Point localization data:
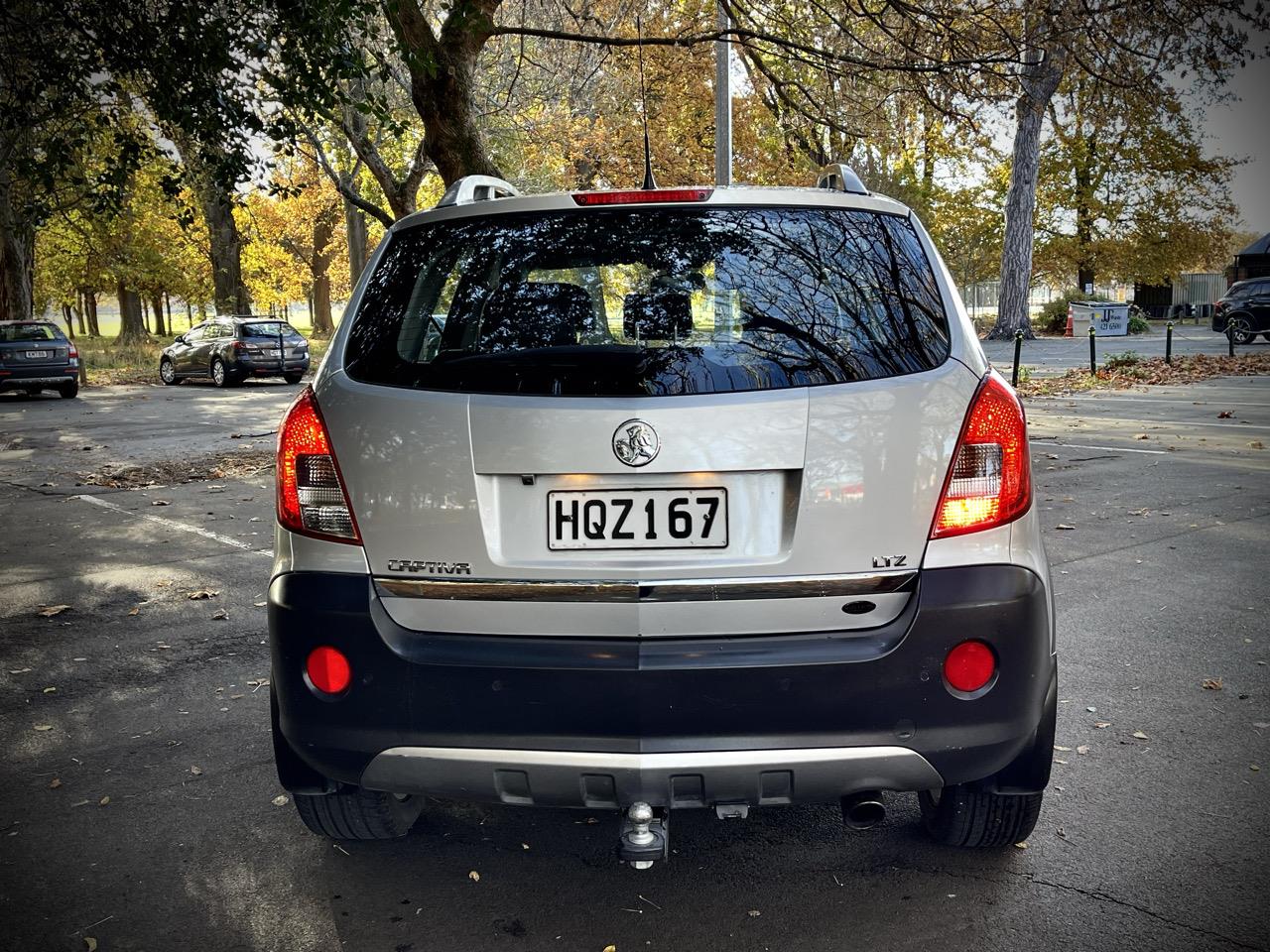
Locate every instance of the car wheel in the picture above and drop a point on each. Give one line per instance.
(1241, 329)
(221, 373)
(961, 816)
(358, 814)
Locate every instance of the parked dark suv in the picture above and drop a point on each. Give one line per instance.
(231, 349)
(1245, 309)
(36, 356)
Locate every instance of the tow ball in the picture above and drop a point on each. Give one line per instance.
(644, 838)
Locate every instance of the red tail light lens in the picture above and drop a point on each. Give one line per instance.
(327, 670)
(969, 666)
(989, 481)
(312, 498)
(643, 195)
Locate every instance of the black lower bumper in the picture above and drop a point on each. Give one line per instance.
(878, 688)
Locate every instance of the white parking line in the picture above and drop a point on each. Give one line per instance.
(178, 526)
(1110, 449)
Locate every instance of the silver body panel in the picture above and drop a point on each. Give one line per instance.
(606, 780)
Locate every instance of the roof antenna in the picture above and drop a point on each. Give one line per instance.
(649, 181)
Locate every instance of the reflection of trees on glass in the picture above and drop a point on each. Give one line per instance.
(654, 301)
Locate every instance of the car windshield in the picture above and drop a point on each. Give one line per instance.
(28, 331)
(270, 329)
(661, 301)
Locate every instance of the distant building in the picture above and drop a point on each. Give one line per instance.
(1252, 262)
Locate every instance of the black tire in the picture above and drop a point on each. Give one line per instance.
(961, 816)
(358, 814)
(1239, 326)
(221, 376)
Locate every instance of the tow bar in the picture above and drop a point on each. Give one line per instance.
(644, 837)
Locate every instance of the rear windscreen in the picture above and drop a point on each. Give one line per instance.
(657, 302)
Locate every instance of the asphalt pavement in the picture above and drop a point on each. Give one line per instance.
(137, 794)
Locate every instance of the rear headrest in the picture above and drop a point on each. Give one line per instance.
(531, 313)
(662, 315)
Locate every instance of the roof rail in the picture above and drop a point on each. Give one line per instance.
(476, 188)
(838, 177)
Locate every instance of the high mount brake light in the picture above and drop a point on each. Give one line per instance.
(643, 195)
(989, 481)
(312, 497)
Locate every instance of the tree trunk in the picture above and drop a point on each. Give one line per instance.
(132, 326)
(157, 304)
(17, 255)
(90, 307)
(1040, 80)
(354, 229)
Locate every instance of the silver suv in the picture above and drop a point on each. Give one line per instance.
(657, 499)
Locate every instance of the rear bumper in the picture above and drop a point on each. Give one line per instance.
(17, 379)
(681, 722)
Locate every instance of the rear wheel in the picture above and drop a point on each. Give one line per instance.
(961, 816)
(1241, 329)
(221, 373)
(358, 814)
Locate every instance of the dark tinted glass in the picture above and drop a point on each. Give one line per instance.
(30, 331)
(268, 329)
(649, 302)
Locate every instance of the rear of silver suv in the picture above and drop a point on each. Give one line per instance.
(647, 500)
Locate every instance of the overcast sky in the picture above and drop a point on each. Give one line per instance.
(1242, 130)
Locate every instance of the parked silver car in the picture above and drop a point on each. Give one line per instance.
(659, 499)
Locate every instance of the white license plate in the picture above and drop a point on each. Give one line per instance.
(651, 518)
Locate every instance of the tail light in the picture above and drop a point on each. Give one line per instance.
(989, 481)
(312, 497)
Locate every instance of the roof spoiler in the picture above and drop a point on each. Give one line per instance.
(476, 188)
(838, 177)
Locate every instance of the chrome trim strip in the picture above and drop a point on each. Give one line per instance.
(642, 592)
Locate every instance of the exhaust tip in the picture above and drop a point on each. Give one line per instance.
(864, 810)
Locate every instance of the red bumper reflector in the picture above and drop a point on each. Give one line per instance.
(969, 666)
(327, 670)
(643, 195)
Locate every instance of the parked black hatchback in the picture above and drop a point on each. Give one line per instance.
(1243, 311)
(36, 356)
(231, 349)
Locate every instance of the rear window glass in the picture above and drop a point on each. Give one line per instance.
(30, 331)
(270, 329)
(656, 302)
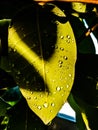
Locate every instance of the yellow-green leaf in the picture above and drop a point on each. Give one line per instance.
(43, 58)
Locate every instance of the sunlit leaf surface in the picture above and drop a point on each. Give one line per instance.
(42, 54)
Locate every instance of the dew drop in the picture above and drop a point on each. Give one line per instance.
(58, 88)
(56, 47)
(61, 48)
(65, 57)
(39, 107)
(70, 75)
(52, 104)
(60, 62)
(62, 37)
(62, 95)
(18, 73)
(60, 65)
(31, 92)
(35, 98)
(68, 36)
(45, 105)
(28, 98)
(67, 86)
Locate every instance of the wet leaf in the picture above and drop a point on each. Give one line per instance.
(42, 53)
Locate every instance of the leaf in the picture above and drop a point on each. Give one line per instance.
(42, 58)
(3, 107)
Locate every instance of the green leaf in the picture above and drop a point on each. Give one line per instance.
(3, 107)
(42, 58)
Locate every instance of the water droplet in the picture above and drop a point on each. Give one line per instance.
(68, 41)
(70, 75)
(67, 86)
(18, 73)
(65, 57)
(31, 92)
(61, 48)
(62, 37)
(58, 88)
(68, 36)
(35, 97)
(39, 107)
(14, 50)
(56, 47)
(45, 105)
(28, 98)
(60, 65)
(52, 104)
(60, 62)
(62, 95)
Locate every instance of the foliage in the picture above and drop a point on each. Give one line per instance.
(16, 75)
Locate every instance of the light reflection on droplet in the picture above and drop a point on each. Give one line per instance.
(65, 57)
(39, 107)
(68, 36)
(70, 75)
(62, 37)
(52, 104)
(60, 65)
(61, 48)
(67, 86)
(35, 97)
(28, 98)
(60, 62)
(45, 105)
(58, 88)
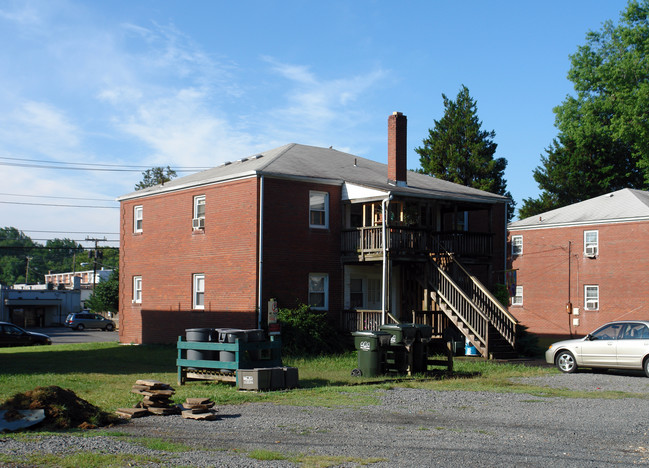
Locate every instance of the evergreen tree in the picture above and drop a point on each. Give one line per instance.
(155, 176)
(458, 150)
(603, 141)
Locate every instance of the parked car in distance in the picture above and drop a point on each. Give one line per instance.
(86, 319)
(13, 335)
(616, 345)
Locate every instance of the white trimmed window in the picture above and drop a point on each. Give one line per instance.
(137, 289)
(591, 297)
(198, 221)
(356, 296)
(319, 210)
(591, 243)
(517, 245)
(319, 291)
(518, 298)
(138, 213)
(199, 291)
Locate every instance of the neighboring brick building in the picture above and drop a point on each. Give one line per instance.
(587, 258)
(300, 224)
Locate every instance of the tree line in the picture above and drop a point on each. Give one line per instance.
(23, 260)
(602, 143)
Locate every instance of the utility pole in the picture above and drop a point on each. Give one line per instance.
(27, 270)
(94, 259)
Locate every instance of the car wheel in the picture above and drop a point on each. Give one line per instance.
(565, 362)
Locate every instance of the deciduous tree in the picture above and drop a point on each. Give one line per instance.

§ **Exercise**: The entries are to be restated word for word, with pictures omitted.

§ **Written response**:
Locate every instance of the car wheel in the picture above and drop a point on each. Give one line per instance.
(1241, 329)
(221, 373)
(961, 816)
(358, 814)
Locate every instance of the parked dark suv in the picture above and drop a point on each. Give one line per instance.
(231, 349)
(1245, 309)
(36, 356)
Locate every instance of the tow ball in the picture above and drop a point on each. Give one line per instance.
(644, 838)
Locate every instance of the red tail light lens in the picture above and drop a point on each. Give one line per instance.
(327, 670)
(969, 666)
(989, 481)
(312, 498)
(643, 195)
Locate every instance of the black lower bumper in the picture above and drop a point on each. Give one line per instance.
(878, 688)
Locate every instance of the white parking line in the picture above and drop a point on each. Give one line per instance.
(178, 526)
(1110, 449)
Locate every instance of the silver body panel in the picture above and drop a point on each. Give one line per instance.
(606, 780)
Locate every instance of the roof antenna in the picture above and drop a point on each. Give one line per instance.
(649, 181)
Locate every instance of the reflection of trees on glass in the picture above and drop a point on each. Give one line per instance.
(654, 301)
Locate every instance of the car windshield in the picture above and drop a point on each. Give one line per instance.
(28, 331)
(270, 329)
(661, 301)
Locate every instance of the distant building in the picture above and drop a point on each. Give one line per instance.
(1252, 262)
Locate every instance of the black tire in the picture above and drop a point on each. Give one line per instance.
(961, 816)
(358, 814)
(1239, 326)
(221, 376)
Locate every instance of the tow bar in the picture above and drop a point on each. Give one line per instance.
(644, 837)
Locate every instance of the rear windscreen in the picture above and drop a point on each. Give one line per instance.
(657, 302)
Locate every instance of the asphalt pavement in the picture above and drop a point on each. Give one line per instance.
(137, 794)
Locate every instance of the rear headrest in the picture above and drop a point on each. Give one line per instance.
(531, 313)
(662, 315)
Locate every instance of the roof rail in the picture above and drop a point on each. Give one line per instance.
(476, 188)
(838, 177)
Locate every instance of the high mount brake light in the picture above and drop a point on each. Give one line per instance.
(643, 195)
(989, 481)
(312, 497)
Locate every instance of the tree trunk in the picture above and drop a point on each. Give one line per instance.
(132, 326)
(157, 304)
(17, 255)
(90, 307)
(1040, 80)
(354, 229)
Locate every instance of the silver suv in the picture above and drop a point on each. Give one line per instance.
(657, 499)
Locate every instance of the rear bumper in the picture above and drop a point on each. Give one line per instance.
(17, 379)
(681, 722)
Locate every instance of the rear wheel in the picture above and drop a point on each. Give one line per instance.
(961, 816)
(1241, 329)
(221, 373)
(358, 814)
Locate every instance of the dark tinted glass in the picture above and drop a point on each. Give one line per instance.
(30, 331)
(268, 329)
(649, 302)
Locate every instance of the rear of silver suv in the picture above and drop a point on each. Give one line per instance.
(647, 500)
Locate every instance of the overcast sky in the picture above and drop a point on each. Give one line per instance.
(1242, 130)
Locate every instance of the parked silver car in the picture above and drop a point on each. Give one line per instance.
(659, 499)
Locate every instance of the white license plate in the picture above and drop a point on each. Give one line per instance.
(651, 518)
Locate every instance of the tail light in the picture above and drop a point on each. Give one line per instance.
(989, 481)
(312, 497)
Locate every instance of the roof spoiler in the picture above and drop a point on each. Give one line per instance.
(476, 188)
(838, 177)
Locate every instance of the chrome trim strip in the picture above and drop a point on each. Give one line per instance.
(642, 592)
Locate every instance of the exhaust tip in the picture above and drop a point on each. Give one line per instance.
(864, 810)
Locate every instance of the red bumper reflector in the picture above and drop a point on each. Give one line per instance.
(969, 666)
(327, 670)
(643, 195)
Locate every instance of the parked black hatchback in the picture above and drop a point on each. Give one line per instance.
(1243, 311)
(36, 356)
(231, 349)
Locate every instance of the rear window glass in the picture above and drop a point on each. Give one line per instance.
(30, 331)
(270, 329)
(656, 302)
Locate every instance of the yellow-green leaf in the picture above and drop a point on each. Give one line per instance.
(43, 58)
Locate every instance of the sunlit leaf surface in the picture above and drop a point on each. Give one line per instance.
(42, 54)
Locate every instance of the dew drop in the picture above and drop a point on each. Give one line per instance.
(58, 88)
(56, 47)
(61, 48)
(65, 57)
(39, 107)
(70, 75)
(52, 104)
(60, 62)
(62, 37)
(62, 95)
(18, 73)
(60, 65)
(31, 92)
(35, 98)
(68, 36)
(45, 105)
(28, 98)
(67, 86)
Locate every instance of the wet leaf in the picture above and drop a point on each. Give one line per instance.
(42, 53)
Locate every instance of the leaf in the picture above and drop a point on each. Give one line per instance.
(42, 58)
(3, 107)
Locate every instance of the green leaf in the picture above and drop a point on each. Give one line per instance.
(3, 107)
(42, 58)
Locate every instance of the water droplet in the picture above and drop a point on each. Give one line per instance.
(68, 41)
(70, 75)
(67, 86)
(18, 73)
(65, 57)
(31, 92)
(61, 48)
(62, 37)
(58, 88)
(68, 36)
(35, 97)
(39, 107)
(14, 50)
(56, 47)
(45, 105)
(28, 98)
(60, 65)
(52, 104)
(60, 62)
(62, 95)
Locate every instance of the foliage in the picture above and drop a point on each. Give one line per instance.
(16, 75)
Locate every instance of the light reflection on droplet in the picture above and drop a point on each. Give one line per instance.
(65, 57)
(39, 107)
(68, 36)
(70, 75)
(62, 37)
(52, 104)
(60, 65)
(61, 48)
(67, 86)
(35, 97)
(28, 98)
(60, 62)
(45, 105)
(58, 88)
Locate every instance of the evergreen tree in the picture above and drop a point on each. Give one line per instance.
(155, 176)
(458, 150)
(603, 141)
Locate every instance of the parked car in distance in the picture above and drop a point on each. Give one line per instance.
(86, 319)
(13, 335)
(616, 345)
Locate every instance of the white trimmed window in the picture above and drop a point on each. Give one line per instance.
(137, 289)
(591, 297)
(198, 221)
(356, 296)
(319, 210)
(591, 243)
(517, 245)
(319, 291)
(518, 298)
(138, 213)
(199, 291)
Locate every instance of the neighboring brick building in the picture above and drop a point on each. Give one line per instance.
(587, 258)
(300, 224)
Locate every instance of the tree line in the picture above and drop a point on each. Give one line per instance.
(23, 260)
(602, 143)
Locate every instance of the utility pole in the picture above and drop a point on each. Give one line per instance.
(27, 270)
(94, 259)
Locate every instance of the car wheel in the picture above and drop a point on each. Give one line per instance.
(565, 362)
Locate every instance of the deciduous tree in the picture above and drop a point on each. Give one line per instance.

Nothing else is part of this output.